▶ [Document extract]

▼

Instructor: Prof. Markus Klute

MARKUS KLUTE: Welcome back to 8.20, Special Relativity. In this section, we're going to talk about the relativistic Doppler effect. And we make good use of our space-time diagrams, which we discussed earlier.

So the situation is as follows-- to simplify this, we have a source which is emitting pulses. So the waves are pulses. Every now and then there is a beep, and another beep, and another beep. And those pulses travel with their velocity-- with their wave velocity.

And they have a world line represented here in the space-time diagram. This is pulse number one, and this is pulse number two. The distance between those two pulses is our period, the period of our wave, which we call tau. The question now is, how is this being observed by an observer which is moving with a relative velocity v with respect to the source?

So let's analyze this. So if we want to characterize or find our position x1 and x2, we can do this by saying x1 is equal to ct1 or equal to x0, which is the distance of the observer to the source plus c times t1. v is the velocity in which the source is moving.

And similarly for t x2, we find c times t2 minus tau. And that's also equal to x0 plus v times t2. So the distance in time-- we're still in the reference frame as of the source-- is given by c times tau over c minus v. And the distance in space is given by v times c times tau over c minus v.

▲

▶ [Extracted records]

▼

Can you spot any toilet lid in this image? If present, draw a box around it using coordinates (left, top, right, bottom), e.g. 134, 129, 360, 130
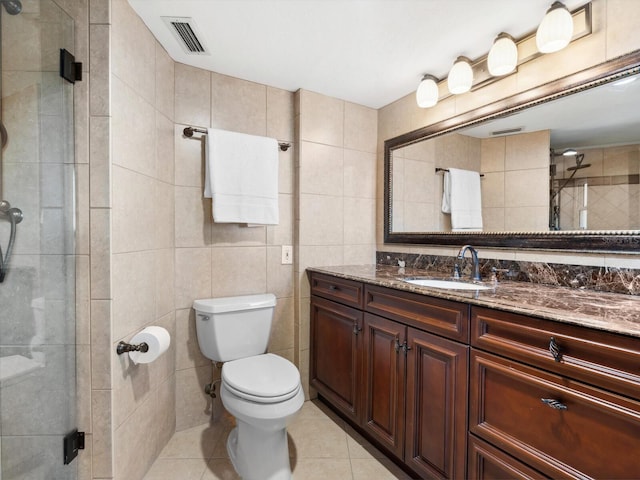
222, 353, 300, 403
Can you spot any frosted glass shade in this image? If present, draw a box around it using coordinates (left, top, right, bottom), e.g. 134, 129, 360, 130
487, 33, 518, 77
536, 2, 573, 53
447, 57, 473, 95
416, 75, 438, 108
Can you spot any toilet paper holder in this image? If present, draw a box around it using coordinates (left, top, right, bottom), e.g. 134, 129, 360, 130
116, 342, 149, 355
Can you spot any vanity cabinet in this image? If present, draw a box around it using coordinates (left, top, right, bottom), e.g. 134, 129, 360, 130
469, 307, 640, 479
309, 275, 363, 422
310, 272, 469, 478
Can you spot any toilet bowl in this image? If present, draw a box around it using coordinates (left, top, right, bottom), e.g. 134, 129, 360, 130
220, 354, 304, 480
194, 294, 304, 480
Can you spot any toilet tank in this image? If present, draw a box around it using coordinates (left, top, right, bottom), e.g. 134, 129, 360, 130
193, 293, 276, 362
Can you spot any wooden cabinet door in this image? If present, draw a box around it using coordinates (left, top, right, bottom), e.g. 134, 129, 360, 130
362, 313, 406, 458
405, 328, 469, 478
466, 435, 548, 480
310, 296, 362, 422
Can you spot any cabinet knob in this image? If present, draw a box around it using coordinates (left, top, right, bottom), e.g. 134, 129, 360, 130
549, 337, 562, 362
540, 398, 567, 410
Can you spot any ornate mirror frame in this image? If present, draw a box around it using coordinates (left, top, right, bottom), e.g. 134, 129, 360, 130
384, 50, 640, 253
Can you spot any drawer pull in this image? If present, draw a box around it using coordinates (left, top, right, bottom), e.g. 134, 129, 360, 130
540, 398, 567, 410
549, 337, 562, 362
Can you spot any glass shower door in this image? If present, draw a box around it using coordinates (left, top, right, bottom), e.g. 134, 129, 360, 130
0, 0, 77, 480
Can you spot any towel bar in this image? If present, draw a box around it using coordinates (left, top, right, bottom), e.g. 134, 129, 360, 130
436, 167, 484, 177
182, 127, 291, 152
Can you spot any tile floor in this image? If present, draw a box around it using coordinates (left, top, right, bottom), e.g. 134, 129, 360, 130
144, 401, 410, 480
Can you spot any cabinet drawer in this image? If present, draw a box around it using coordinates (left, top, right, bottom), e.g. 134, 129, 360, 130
471, 307, 640, 399
364, 285, 469, 343
467, 435, 548, 480
310, 272, 363, 309
469, 349, 640, 479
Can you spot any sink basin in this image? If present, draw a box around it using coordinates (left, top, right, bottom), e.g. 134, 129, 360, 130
402, 278, 491, 290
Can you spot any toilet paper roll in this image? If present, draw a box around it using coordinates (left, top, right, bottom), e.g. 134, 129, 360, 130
129, 326, 171, 363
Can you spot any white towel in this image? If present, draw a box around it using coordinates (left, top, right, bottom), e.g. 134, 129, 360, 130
204, 128, 279, 225
442, 168, 482, 231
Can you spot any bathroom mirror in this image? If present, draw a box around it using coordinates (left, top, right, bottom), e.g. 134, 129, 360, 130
384, 52, 640, 252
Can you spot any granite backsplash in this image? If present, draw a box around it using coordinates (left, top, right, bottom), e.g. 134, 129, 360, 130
376, 251, 640, 295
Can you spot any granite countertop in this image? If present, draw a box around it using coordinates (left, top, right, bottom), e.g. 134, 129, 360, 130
307, 265, 640, 337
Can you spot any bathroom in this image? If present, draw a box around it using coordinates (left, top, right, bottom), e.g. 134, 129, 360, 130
0, 0, 640, 480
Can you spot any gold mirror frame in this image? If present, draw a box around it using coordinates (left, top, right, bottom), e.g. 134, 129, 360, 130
384, 50, 640, 253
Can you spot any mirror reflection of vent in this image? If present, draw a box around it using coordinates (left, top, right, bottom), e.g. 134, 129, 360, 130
162, 17, 209, 55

▲

▶ [Given problem 1] Rewrite the Doppler effect lecture transcript, everything from "Instructor: Prof. Markus" down to "we discussed earlier.", replacing "Doppler effect" with "Doppler shift".
▶ [Given problem 2] In the Doppler effect lecture transcript, what name is given to the period of the wave?
▶ [Given problem 3] Continue the Doppler effect lecture transcript from the point where it stops.
The data have no connection to the lecture transcript on the relativistic Doppler effect.

▶ [Exercise answer 1]
Instructor: Prof. Markus Klute

MARKUS KLUTE: Welcome back to 8.20, Special Relativity. In this section, we're going to talk about the relativistic Doppler shift. And we make good use of our space-time diagrams, which we discussed earlier.

▶ [Exercise answer 2] Tau

▶ [Exercise answer 3]
So the question is not how this observed-- how this is seen by the source but how this is being seen by the observer. So we have to apply Lorentz transformation. So in the s prime frame, which is the observer frame, we find delta t prime is equal to gamma delta t minus v over c squared delta x. And then we just fill in the information as we discussed before.

Tau prime is then gamma times c tau over c minus v times 1 minus v square over c square. And then you make use of delta equal v of over c. And we make use of gamma equals 1 over square root of 1 minus beta square.

And we find then-- this is a little bit of an algebra exercise here-- that the period now is given by 1 plus beta over 1 minus beta square root of that times tau. And the frequency is the inverse. We'll have 1 minus beta over 1 plus beta square root of that [? times ?] the frequency. So we just calculated relativistically how the period and the frequency of a wave is Lorentz transformed.